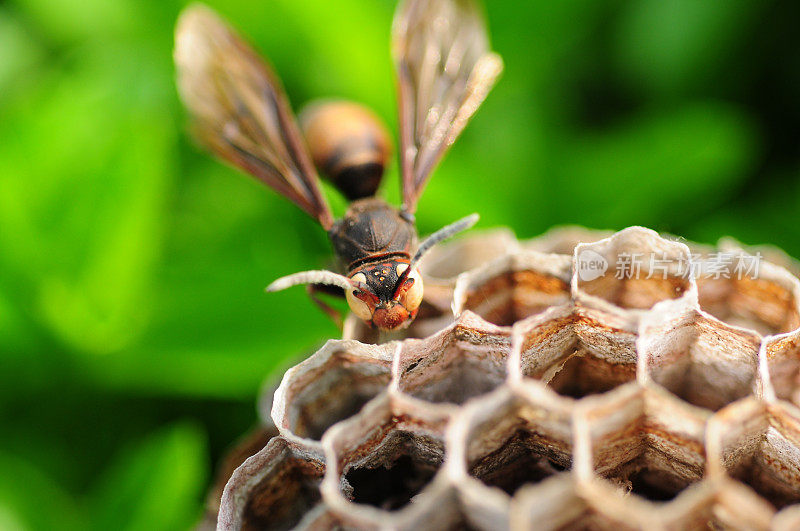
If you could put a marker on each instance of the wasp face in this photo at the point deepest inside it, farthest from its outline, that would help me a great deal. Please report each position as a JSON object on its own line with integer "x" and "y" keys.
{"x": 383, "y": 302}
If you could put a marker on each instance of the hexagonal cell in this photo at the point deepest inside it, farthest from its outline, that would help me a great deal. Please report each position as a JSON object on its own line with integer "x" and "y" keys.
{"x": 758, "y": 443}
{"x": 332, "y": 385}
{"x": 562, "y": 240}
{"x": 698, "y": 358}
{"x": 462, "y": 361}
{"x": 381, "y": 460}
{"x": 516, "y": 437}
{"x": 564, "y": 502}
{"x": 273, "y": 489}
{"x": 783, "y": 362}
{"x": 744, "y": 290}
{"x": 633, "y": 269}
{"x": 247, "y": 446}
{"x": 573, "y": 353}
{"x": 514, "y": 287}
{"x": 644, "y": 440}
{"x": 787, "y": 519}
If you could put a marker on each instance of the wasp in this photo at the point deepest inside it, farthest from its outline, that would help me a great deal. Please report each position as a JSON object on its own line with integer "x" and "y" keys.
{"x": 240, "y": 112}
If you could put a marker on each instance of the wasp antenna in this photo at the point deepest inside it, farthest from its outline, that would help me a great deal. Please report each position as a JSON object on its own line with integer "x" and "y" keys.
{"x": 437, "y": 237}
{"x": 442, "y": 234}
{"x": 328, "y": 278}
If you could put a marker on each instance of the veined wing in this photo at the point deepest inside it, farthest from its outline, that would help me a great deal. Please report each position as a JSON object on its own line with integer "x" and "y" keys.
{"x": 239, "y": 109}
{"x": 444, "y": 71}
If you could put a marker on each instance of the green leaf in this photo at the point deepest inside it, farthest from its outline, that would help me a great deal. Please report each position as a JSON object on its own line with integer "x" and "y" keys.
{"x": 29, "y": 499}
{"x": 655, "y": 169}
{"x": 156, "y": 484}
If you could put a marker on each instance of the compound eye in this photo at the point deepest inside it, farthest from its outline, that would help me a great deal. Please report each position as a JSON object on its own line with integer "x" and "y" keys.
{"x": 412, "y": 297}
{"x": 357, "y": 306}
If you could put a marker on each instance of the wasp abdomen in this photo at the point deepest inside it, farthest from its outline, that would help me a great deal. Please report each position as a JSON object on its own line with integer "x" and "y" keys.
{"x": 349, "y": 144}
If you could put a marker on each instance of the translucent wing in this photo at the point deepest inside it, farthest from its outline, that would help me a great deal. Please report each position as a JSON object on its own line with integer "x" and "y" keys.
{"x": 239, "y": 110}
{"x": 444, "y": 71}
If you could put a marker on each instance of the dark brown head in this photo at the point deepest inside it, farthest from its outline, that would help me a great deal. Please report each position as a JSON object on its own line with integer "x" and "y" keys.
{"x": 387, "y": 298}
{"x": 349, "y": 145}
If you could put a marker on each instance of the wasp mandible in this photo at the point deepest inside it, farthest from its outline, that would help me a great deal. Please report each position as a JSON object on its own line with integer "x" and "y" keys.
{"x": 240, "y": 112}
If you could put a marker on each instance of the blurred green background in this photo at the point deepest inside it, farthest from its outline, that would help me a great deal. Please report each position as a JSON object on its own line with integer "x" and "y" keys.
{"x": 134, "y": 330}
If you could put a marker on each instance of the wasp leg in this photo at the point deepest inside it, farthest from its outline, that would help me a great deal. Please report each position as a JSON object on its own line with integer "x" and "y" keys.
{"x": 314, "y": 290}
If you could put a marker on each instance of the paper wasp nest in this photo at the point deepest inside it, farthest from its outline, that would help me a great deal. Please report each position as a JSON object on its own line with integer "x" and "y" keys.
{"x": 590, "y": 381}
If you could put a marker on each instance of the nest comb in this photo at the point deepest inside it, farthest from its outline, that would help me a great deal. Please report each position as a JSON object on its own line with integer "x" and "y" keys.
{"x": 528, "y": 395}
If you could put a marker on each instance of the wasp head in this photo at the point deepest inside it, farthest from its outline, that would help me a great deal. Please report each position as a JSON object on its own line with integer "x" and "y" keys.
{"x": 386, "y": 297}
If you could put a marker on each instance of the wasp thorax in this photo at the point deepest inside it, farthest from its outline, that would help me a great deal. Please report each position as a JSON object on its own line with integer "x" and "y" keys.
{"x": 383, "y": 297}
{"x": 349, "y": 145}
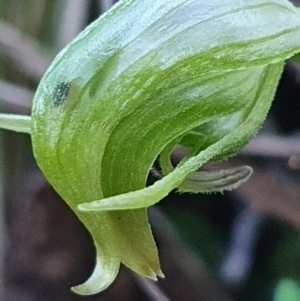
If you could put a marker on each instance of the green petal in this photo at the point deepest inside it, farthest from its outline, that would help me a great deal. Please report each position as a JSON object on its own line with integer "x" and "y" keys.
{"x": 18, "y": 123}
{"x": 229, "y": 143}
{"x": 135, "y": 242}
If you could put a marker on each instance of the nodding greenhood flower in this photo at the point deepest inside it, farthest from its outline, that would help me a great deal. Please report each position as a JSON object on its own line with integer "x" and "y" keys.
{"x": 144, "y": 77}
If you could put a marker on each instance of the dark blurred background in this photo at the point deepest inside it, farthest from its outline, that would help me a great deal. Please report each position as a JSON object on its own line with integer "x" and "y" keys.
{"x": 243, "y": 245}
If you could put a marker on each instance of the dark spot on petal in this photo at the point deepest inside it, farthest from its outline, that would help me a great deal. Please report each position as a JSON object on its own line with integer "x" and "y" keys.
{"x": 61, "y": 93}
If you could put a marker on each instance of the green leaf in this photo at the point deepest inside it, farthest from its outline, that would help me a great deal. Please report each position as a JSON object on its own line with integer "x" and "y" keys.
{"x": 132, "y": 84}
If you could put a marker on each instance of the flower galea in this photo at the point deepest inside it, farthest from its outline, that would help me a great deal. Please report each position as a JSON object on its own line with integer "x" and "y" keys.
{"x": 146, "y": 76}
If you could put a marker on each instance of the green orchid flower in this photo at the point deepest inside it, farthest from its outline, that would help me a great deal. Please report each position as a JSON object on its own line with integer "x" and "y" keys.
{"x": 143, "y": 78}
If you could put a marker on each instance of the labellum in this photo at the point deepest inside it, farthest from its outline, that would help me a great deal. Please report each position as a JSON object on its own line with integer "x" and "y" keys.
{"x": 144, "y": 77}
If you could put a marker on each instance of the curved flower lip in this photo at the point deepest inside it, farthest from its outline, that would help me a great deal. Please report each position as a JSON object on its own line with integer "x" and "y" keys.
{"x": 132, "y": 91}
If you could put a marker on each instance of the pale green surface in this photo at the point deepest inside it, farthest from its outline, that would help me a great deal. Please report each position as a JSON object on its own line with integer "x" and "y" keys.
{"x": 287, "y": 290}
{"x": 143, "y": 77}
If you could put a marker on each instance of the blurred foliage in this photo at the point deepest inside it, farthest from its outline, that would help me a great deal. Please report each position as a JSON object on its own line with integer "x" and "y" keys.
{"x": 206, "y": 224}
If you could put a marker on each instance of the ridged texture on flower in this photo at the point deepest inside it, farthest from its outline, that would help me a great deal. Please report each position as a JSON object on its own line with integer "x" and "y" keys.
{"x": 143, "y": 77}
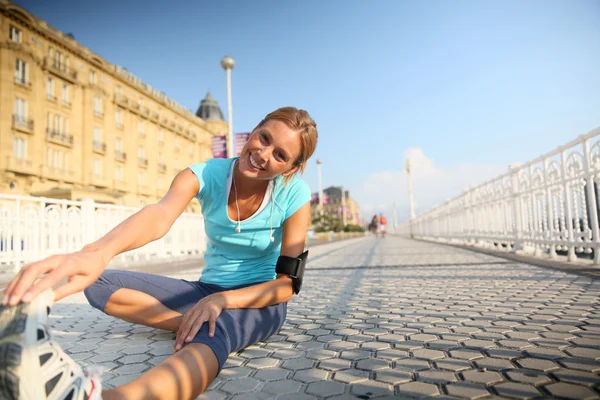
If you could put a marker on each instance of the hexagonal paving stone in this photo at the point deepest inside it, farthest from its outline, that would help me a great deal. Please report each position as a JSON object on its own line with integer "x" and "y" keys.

* [What is expected]: Every record, from top to bottom, gets written out exactly; no picture goes into the copy.

* [Answer to this task]:
If you could put a marker on each instance of the wasp face in this photo at the point deepest inside it, farthest from its outline, that would help me a great deal. Please report each position as a JSON object on its own line with integer "x" and "y" keys.
{"x": 383, "y": 302}
If you could put a marker on each instance of the hexagonal cell in this photo at the point deepest inside it, farthest from its outline, that would help me a great deal. Please report each position as a JSON object on its own line with integer "x" and "y" keys.
{"x": 758, "y": 443}
{"x": 332, "y": 385}
{"x": 562, "y": 240}
{"x": 698, "y": 358}
{"x": 462, "y": 361}
{"x": 381, "y": 460}
{"x": 516, "y": 437}
{"x": 564, "y": 502}
{"x": 273, "y": 489}
{"x": 783, "y": 362}
{"x": 744, "y": 290}
{"x": 633, "y": 269}
{"x": 247, "y": 446}
{"x": 573, "y": 353}
{"x": 514, "y": 287}
{"x": 644, "y": 440}
{"x": 787, "y": 519}
If you could put a marker on each instance of the wasp in this photo at the point deepest inside it, farthest from its outline, that would help me a great deal. Please report each position as a JSON object on its own line with integer "x" and "y" keys.
{"x": 240, "y": 112}
If you could put a marker on each instance of the wasp antenna in this photo at the point deepest inside it, farthest from its outline, that would help me a great deal. Please report each position as a JSON object on its own line with integer "x" and "y" keys.
{"x": 437, "y": 237}
{"x": 442, "y": 234}
{"x": 328, "y": 278}
If you could put a marker on each instance of the veined wing in this photo at the point deepest inside it, farthest from its outline, that would help me a great deal. Please report each position as a JSON object on its own line with integer "x" and "y" keys.
{"x": 239, "y": 109}
{"x": 444, "y": 71}
If you could put a marker on each instance of the green leaf in this photo at the point deepest inside it, farthest from its outline, that would help me a great deal. Please report each position as a JSON object on its own line with integer "x" and "y" keys.
{"x": 29, "y": 499}
{"x": 655, "y": 169}
{"x": 156, "y": 484}
If you could put a marker on each instance of the compound eye in this photo at the point deepest inside it, farthest from its outline, that would help me a great deal. Please report each position as a JSON object on its own line with integer "x" and "y" keys.
{"x": 412, "y": 297}
{"x": 357, "y": 306}
If you could put a marker on each instance of the wasp abdomen in this photo at the point deepest inside it, farthest from its outline, that would help me a great deal. Please report each position as a JSON object on its own line with integer "x" and "y" keys.
{"x": 349, "y": 144}
If you could put a marker on each instance of the translucent wing in this photo at the point deepest inside it, farthest from its outline, that would help me a great deal. Please report each position as a JSON object on its own line with integer "x" and "y" keys.
{"x": 239, "y": 110}
{"x": 444, "y": 71}
If you could put a marker on each instance of the dark brown head in this photo at the point deepest inside it, farthest from its outline, that would help me a great deal. Please report each position as a JSON object on its own line with integer "x" and "y" keys.
{"x": 387, "y": 298}
{"x": 349, "y": 145}
If you could put a marker on each instance of the wasp mandible in this photo at the point deepest inside it, farthest from its outline, that would help me a great deal. Please report each position as a JSON object on its own line with integer "x" and "y" keys.
{"x": 240, "y": 112}
If you could put a marker on each instance of the blurred green background in this photo at the point deepest inside it, farthest from its outline, that would help me a great deal. Please report each position as a JSON object on its own line with integer "x" and "y" keys.
{"x": 134, "y": 330}
If you could put a marker on each instance of the wasp leg in this photo at the point deepest inside it, farthest from its outline, that would help me a great deal. Please report each position as a JSON object on its own line with integer "x" and "y" keys.
{"x": 314, "y": 290}
If you could put a marker on each instance of the paper wasp nest in this photo at the point deepest inside it, farthest from its outline, that would help me a great deal. Please report each position as a JSON object on its own line with integer "x" and "y" keys.
{"x": 590, "y": 381}
If you could put a marker on each instance of the nest comb in this photo at the point deepest inside it, farthest from its outline, that would help me a great deal. Please report each position as a JSON object on its own line with integer "x" and "y" keys.
{"x": 528, "y": 395}
If you could put a marker on each instance of the wasp head in this photo at the point deepest inside it, farthest from its outline, that would help me a great deal. Please report each position as a JSON object on its own line with integer "x" and "y" keys.
{"x": 386, "y": 297}
If you could put a marker on each instance of the wasp thorax in this photo at the point deepest inside it, farthest from its outline, that would help me a great deal. Please report each position as a JSON object on its own line with integer "x" and "y" keys.
{"x": 383, "y": 297}
{"x": 349, "y": 145}
If you could put a marker on each instance of the green petal in this photo at the point deepest inside it, farthest from its outline, that would help me a great deal. Please report each position as a JSON object on its own line with integer "x" and "y" keys.
{"x": 18, "y": 123}
{"x": 229, "y": 143}
{"x": 135, "y": 242}
If you could put a marker on each instance of the nodding greenhood flower in this photo at the point deepest inside it, farthest from its outline, that would help me a great deal. Please report each position as a JSON object on its own line with integer "x" and "y" keys.
{"x": 144, "y": 77}
If you could put a marker on each instance of the dark blurred background in this photo at the point deepest inside it, farthest from its outline, that would help me a great deal. Please report each position as a JSON object on its own line with integer "x" and "y" keys.
{"x": 243, "y": 245}
If you could put a marker on each instance of the dark spot on petal in this photo at the point deepest inside it, farthest from its outline, that would help me a great deal. Please report each position as a JSON object on its own line with integer "x" and "y" keys.
{"x": 61, "y": 93}
If you could put a marker on each instance of the green leaf in this photo at the point deepest inside it, farthest from its outline, that would help me a great deal. Please report each position as a JSON object on its own line with integer "x" and "y" keys.
{"x": 132, "y": 84}
If you could put a marker on each instance of the flower galea in this photo at the point deepest inside it, farthest from its outline, that would help me a great deal. Please report each position as a JSON object on its own line with integer "x" and "y" keys.
{"x": 146, "y": 76}
If you could put a marker on each instance of the green orchid flower in this photo at the point deepest inside it, farthest from its outline, that would help me a great deal. Please report each position as a JSON object on its own line with integer "x" and "y" keys.
{"x": 143, "y": 78}
If you could put a marker on each instance of the labellum in this photo at the point deepest inside it, farthest from its outline, that would help me a great deal. Please report each position as a JSON object on its own line with integer "x" and "y" keys.
{"x": 144, "y": 77}
If you could put a marker on each instance of the curved flower lip in this photo at the point deepest inside it, farthest from its outline, that would help me a great deal. Please report each position as a JSON object on its own line with integer "x" and "y" keys.
{"x": 132, "y": 91}
If you could put a marker on each instance of the pale green surface in this photo at the point deepest inside it, farthest from its outline, that would help me a great deal. Please report each position as a JSON object on its own line with integer "x" and "y" keys.
{"x": 287, "y": 290}
{"x": 143, "y": 77}
If you could put a marker on each instance of the blurred foliage in this photo at the point deepest inside it, farthest from its outline, that would help me a great deal. Please report each position as a JSON object on its own line with integer "x" and "y" keys.
{"x": 206, "y": 224}
If you could put a marker on each instance of the ridged texture on flower in this photo at the point deepest inside it, farthest from its outline, that would help me a great deal. Please report each position as a JSON object on its own line with integer "x" and "y" keys.
{"x": 143, "y": 77}
If you could put a marker on each instance of the hexagonal paving stone in this photo at the point deepest inside it, farthest from its outline, that would help me a great deal. Please report each position as a JSON object on its own line with integer "x" and "y" keys.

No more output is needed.